[Extracted records]
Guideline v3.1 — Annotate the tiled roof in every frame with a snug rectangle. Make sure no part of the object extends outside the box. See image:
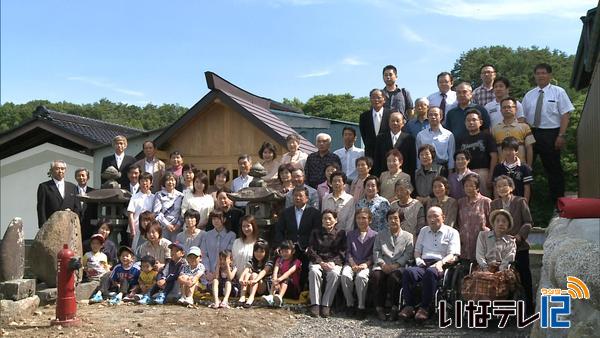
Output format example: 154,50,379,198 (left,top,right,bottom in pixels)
228,93,317,153
32,106,144,146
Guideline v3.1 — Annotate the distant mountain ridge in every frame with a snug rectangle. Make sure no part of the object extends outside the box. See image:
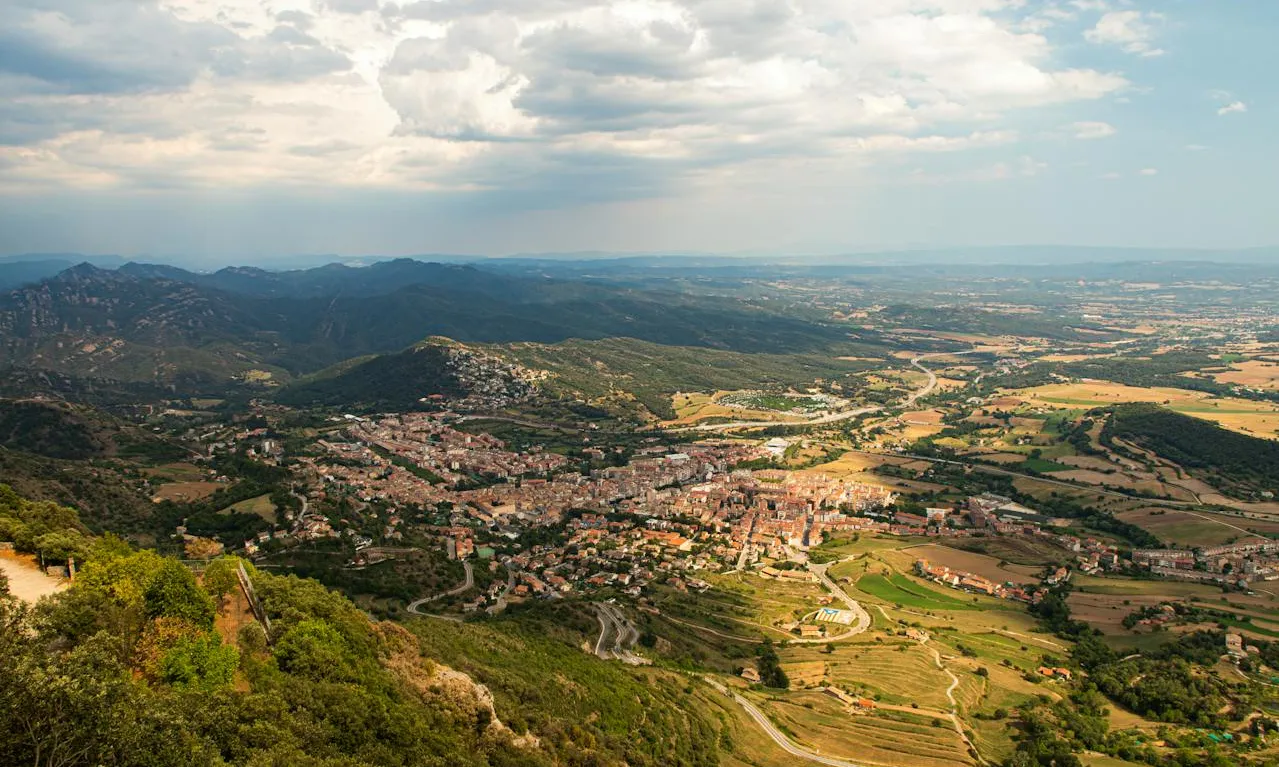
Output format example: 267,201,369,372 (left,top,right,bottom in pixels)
0,259,855,396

▶ [Directions]: Make an exact copy of the records above, with the pictures left out.

▶ [Written response]:
Guideline v3.1 — Annotate the tiled roof in every frame with a snug rectangle. Make sure no part of the object extends outside the box. See image:
Output format example: 154,50,379,198 (left,top,right,bottom in pixels)
228,93,317,153
32,106,144,146
Guideline v3.1 — Annotate the distant mountain ridge in every frame with a snug rectangle. Make sure no part of the object extends outside the box. See image:
Output format example: 267,201,369,372 (left,top,right,bottom in pixels)
0,259,855,396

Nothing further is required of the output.